▶ _Information_:
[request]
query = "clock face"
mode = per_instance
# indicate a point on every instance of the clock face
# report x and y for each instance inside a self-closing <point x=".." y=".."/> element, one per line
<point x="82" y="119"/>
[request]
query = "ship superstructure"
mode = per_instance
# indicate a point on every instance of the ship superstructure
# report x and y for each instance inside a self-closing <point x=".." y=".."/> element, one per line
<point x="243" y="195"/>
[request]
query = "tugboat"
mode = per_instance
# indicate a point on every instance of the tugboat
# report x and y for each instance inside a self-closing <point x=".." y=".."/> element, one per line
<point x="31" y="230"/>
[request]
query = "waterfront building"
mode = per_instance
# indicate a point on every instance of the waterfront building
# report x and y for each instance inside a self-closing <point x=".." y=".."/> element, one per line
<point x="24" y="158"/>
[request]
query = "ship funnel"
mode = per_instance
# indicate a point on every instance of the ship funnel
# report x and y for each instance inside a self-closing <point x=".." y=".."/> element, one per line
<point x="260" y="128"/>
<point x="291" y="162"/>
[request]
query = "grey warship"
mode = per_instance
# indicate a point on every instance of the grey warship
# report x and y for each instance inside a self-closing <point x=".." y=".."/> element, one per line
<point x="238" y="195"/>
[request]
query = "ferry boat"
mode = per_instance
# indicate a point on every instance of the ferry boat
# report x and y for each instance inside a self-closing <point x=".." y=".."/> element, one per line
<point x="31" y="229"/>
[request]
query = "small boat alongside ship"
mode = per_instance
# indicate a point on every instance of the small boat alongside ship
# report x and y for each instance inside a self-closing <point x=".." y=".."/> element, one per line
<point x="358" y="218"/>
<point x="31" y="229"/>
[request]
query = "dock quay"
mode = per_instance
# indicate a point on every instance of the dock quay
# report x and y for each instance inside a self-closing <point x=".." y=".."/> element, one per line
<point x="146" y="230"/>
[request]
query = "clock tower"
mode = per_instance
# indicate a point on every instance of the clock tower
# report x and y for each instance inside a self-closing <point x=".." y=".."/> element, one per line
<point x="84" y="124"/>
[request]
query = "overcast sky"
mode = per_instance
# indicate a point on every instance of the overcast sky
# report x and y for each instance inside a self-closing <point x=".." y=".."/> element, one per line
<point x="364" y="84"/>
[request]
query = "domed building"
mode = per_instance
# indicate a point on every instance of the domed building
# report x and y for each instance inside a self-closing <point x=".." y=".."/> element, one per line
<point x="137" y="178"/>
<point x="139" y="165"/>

▶ _What you are asked to do_: Write out an exact copy of every record shown above.

▶ _Exercise answer_:
[request]
query = "clock face"
mode = per_instance
# indicate a point on every instance of the clock face
# report x and y for each instance inside a self-closing <point x=".." y=".."/> element, one per line
<point x="82" y="119"/>
[request]
query = "ship superstructure"
mode = per_instance
# indicate a point on every instance of the ship superstructure
# report x and y for each instance inside a self-closing <point x=".." y=".."/> element, one per line
<point x="243" y="195"/>
[request]
query = "tugboat"
mode = per_instance
# indicate a point on every instance of the tugboat
# report x and y for each instance inside a self-closing <point x=".." y=".."/> element, one per line
<point x="31" y="230"/>
[request]
query = "waterfront building"
mode = per_instance
# indicate a point on every instance of the waterfront building
# report x and y for each instance inside a self-closing <point x=".." y=".."/> element, one per line
<point x="24" y="158"/>
[request]
query = "ship funnel"
mode = per_instance
# indicate a point on every instance of the ship funnel
# report x and y for each instance inside a self-closing <point x=".." y=".."/> element, one per line
<point x="260" y="128"/>
<point x="291" y="162"/>
[request]
query = "grey warship"
mode = per_instance
# indicate a point on every instance of the grey warship
# report x and y for each instance inside a self-closing <point x=".." y=".."/> element, one per line
<point x="238" y="195"/>
[request]
query = "ferry boat"
mode = per_instance
# indicate a point on every instance of the ferry boat
# report x and y for each instance inside a self-closing <point x=".." y=".."/> element, one per line
<point x="31" y="229"/>
[request]
query = "small boat alongside ship"
mode = per_instance
# indicate a point on every instance of the small boat alongside ship
# report x and y for each instance inside a self-closing <point x=".." y=".."/> element, one per line
<point x="358" y="218"/>
<point x="31" y="229"/>
[request]
query = "dock quay"
mode = per_instance
# indicate a point on every instance of the dock quay
# report x and y for each instance inside a self-closing <point x=".." y=".."/> element, one per line
<point x="146" y="230"/>
[request]
query = "clock tower"
mode = per_instance
# indicate a point on every instance of the clock tower
# report x and y for each instance inside a self-closing <point x=".." y=".."/> element, one per line
<point x="84" y="124"/>
[request]
query = "overcast sky"
mode = per_instance
# indicate a point on every instance of the overcast sky
# report x and y for each instance inside a self-closing <point x=".." y=".."/> element, one per line
<point x="364" y="84"/>
[request]
query = "domed building"
mode = per_instance
# indicate a point on every instance of the domed building
# report x and y for each instance inside a self-closing <point x=".." y=".."/> element, one per line
<point x="137" y="178"/>
<point x="139" y="165"/>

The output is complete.